**** Dataset records ****
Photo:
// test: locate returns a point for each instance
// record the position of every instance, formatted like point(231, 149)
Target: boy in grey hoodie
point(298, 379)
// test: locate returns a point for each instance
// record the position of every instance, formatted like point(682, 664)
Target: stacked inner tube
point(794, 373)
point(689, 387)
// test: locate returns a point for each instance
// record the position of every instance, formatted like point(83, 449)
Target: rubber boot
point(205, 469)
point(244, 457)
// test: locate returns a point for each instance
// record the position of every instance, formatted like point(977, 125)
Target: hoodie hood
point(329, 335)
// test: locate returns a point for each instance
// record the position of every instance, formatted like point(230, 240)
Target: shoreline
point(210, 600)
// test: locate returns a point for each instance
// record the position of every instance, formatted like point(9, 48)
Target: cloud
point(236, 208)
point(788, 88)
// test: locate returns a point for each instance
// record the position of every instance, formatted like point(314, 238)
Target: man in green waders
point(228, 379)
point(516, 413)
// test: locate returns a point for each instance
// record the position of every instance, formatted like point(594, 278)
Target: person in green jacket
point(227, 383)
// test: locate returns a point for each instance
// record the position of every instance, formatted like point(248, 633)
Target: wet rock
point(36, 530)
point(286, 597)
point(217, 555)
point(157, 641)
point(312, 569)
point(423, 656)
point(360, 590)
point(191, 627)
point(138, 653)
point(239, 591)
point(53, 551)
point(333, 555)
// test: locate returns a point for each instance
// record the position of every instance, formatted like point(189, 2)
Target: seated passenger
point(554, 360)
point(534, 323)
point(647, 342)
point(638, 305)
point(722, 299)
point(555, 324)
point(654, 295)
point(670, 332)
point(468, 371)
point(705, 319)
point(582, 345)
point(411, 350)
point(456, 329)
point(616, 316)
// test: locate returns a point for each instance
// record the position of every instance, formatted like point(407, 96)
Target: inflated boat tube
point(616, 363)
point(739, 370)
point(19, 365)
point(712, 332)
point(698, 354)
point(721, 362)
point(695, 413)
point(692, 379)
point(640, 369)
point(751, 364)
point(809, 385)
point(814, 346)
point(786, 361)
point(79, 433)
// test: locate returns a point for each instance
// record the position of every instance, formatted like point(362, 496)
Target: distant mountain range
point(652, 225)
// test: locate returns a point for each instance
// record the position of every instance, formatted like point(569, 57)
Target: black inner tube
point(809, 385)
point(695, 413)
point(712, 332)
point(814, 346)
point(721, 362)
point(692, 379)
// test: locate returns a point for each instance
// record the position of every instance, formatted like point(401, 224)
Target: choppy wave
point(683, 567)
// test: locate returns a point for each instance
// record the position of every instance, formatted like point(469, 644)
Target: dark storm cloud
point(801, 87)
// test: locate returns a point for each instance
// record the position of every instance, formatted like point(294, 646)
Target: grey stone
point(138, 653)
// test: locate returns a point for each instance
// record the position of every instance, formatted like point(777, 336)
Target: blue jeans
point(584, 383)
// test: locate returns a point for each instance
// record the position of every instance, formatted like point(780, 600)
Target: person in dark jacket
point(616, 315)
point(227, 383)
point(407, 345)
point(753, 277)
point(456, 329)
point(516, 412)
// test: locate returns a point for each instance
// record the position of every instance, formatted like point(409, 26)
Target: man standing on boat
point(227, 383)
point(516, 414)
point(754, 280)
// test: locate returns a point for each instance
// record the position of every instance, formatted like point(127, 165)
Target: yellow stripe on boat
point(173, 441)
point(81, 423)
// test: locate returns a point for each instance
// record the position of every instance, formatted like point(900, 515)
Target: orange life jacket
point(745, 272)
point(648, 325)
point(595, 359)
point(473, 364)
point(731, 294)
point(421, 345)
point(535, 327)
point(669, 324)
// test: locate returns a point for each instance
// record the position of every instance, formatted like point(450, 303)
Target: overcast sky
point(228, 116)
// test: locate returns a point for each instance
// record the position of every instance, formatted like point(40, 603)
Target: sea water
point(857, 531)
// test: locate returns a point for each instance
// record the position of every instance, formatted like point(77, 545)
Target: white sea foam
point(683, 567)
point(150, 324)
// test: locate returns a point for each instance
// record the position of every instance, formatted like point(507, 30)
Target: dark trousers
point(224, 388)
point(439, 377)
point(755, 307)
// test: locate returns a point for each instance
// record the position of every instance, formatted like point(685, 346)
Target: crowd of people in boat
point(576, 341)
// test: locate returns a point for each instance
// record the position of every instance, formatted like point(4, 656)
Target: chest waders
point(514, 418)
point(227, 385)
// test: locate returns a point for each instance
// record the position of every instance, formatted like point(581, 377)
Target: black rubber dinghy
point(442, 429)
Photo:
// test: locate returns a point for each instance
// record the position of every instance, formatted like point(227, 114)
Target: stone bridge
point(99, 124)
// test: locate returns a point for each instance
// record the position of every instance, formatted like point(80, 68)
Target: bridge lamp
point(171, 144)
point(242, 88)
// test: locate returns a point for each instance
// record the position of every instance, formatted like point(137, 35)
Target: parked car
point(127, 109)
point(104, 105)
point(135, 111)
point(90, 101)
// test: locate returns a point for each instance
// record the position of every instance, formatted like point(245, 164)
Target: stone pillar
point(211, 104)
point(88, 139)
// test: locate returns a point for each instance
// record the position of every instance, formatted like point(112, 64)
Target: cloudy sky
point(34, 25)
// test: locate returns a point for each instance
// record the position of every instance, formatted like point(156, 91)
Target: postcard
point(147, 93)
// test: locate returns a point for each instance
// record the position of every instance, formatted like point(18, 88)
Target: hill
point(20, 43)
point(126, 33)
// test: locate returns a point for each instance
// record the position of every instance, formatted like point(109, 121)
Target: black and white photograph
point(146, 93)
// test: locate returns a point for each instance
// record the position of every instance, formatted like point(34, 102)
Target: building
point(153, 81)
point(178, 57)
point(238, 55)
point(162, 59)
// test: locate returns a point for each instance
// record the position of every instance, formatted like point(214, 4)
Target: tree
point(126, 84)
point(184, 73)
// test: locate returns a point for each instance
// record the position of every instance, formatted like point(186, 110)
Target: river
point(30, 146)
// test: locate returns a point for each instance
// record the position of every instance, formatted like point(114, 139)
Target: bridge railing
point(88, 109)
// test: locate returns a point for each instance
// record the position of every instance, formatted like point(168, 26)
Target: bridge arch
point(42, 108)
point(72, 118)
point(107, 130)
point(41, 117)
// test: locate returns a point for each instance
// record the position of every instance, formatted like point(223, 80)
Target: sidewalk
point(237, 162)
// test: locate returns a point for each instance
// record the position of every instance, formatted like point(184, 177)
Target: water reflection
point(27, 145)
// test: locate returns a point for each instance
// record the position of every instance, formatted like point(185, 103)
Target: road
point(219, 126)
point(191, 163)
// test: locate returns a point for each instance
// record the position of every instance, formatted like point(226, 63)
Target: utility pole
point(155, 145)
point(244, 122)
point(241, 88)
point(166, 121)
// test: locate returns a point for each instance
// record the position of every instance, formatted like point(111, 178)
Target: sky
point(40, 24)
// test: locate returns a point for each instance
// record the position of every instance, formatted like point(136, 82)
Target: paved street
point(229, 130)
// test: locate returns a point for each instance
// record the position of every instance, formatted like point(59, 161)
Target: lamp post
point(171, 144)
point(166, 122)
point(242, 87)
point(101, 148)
****
* **Problem description**: How many lines in the data above contain the string "inner"? Give the number alone.

* **Full solution**: 2